TEXT PROVIDED ->
** begin **

Flight 3701 NTSB Report
Two joyriding pilots took a jet to its 41,000-ft. ceiling--and paid for the stunt with their lives. Here at PM.com, read a PDF-format transcript of the cockpit voice recording (CVR) of the crash of Flight 3701. Then, check back the week of Jan. 9, 2006 for the print investigative story that POPULAR MECHANICS magazine published in its January issue.
 
Here is another article I found today on Pinnacle.

Logan reports another incident on runways

Event is 17th in last 14 months

By Mac Daniel, Globe Staff | December 9, 2005
Just a week after local and federal aviation officials announced changes to improve runway safety at Logan International Airport, the airport recorded its 17th runway incident in the past 14 months, the most of any US airport, federal officials said yesterday.
Federal Aviation Administration spokesman Jim Peters said the latest runway incident happened around 4:45 p.m. on Nov. 29 when the pilot of a Northwest Airlink commuter jet took off on Logan's runway 22R without permission from the control tower. At the same time, a Continental Airlines 737, which had just landed from Newark with 103 passengers and five crew members aboard, was crossing the far end of that runway.

** end **

EXERCISES ->
[a] Copy the Flight 3701 text from "Flight 3701 NTSB" up to and including "its January issue.", renaming "joyriding pilots" as "reckless pilots".
[b] Answer these questions from the Flight 3701 text:
(i) To what altitude did the two pilots take the jet?
(ii) On which Logan runway did the Northwest Airlink commuter jet take off?
(iii) How many passengers were aboard the Continental Airlines 737?

DATASET EXTRACT ->
** begin **

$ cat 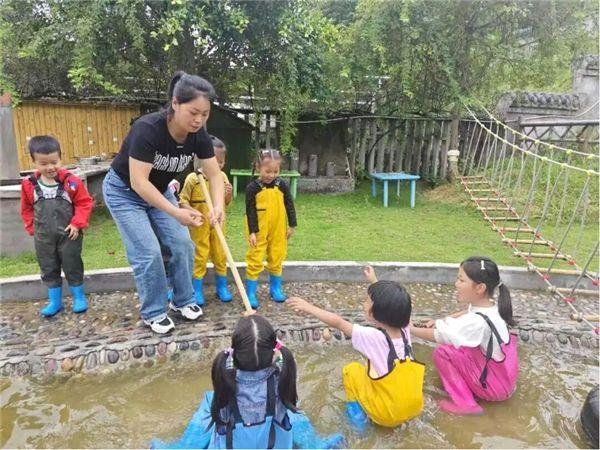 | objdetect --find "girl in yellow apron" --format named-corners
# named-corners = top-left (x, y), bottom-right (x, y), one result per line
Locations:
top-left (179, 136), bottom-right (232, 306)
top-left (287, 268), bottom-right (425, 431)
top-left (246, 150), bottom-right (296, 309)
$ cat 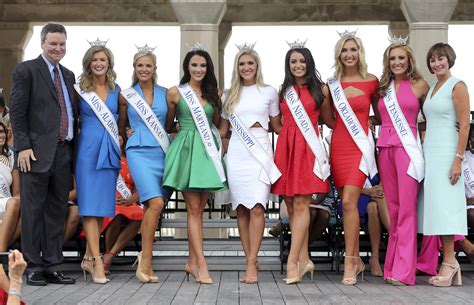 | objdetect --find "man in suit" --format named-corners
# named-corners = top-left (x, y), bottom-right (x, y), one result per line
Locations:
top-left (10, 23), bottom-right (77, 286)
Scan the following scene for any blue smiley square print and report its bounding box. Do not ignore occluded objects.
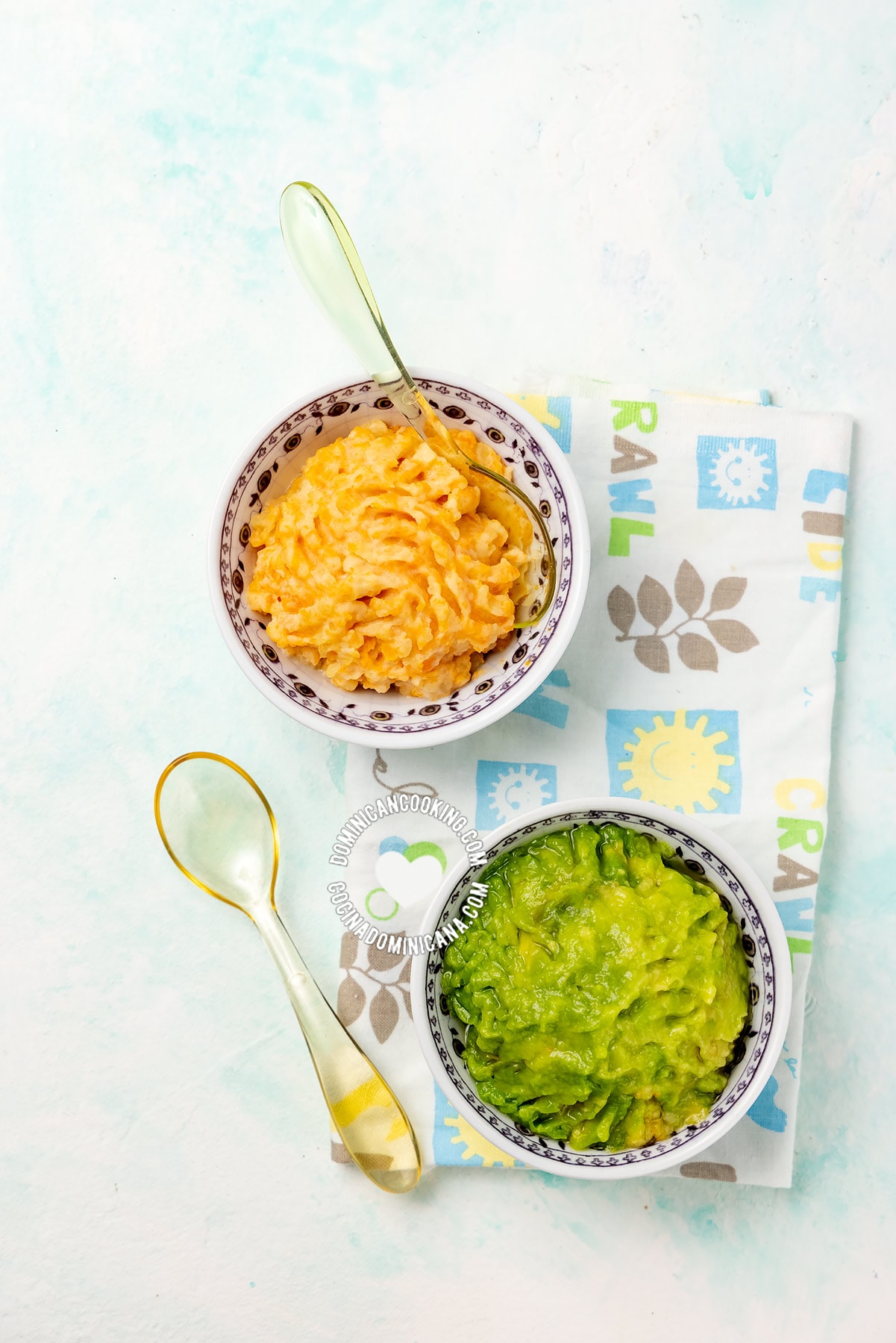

** end **

RESULTS FOR THE EXERCISE ->
[a]
Flight 3701 NTSB Report
Two reckless pilots took a jet to its 41,000-ft. ceiling--and paid for the stunt with their lives. Here at PM.com, read a PDF-format transcript of the cockpit voice recording (CVR) of the crash of Flight 3701. Then, check back the week of Jan. 9, 2006 for the print investigative story that POPULAR MECHANICS magazine published in its January issue.

[b]
(i) 41,000 ft.
(ii) Runway 22R
(iii) 103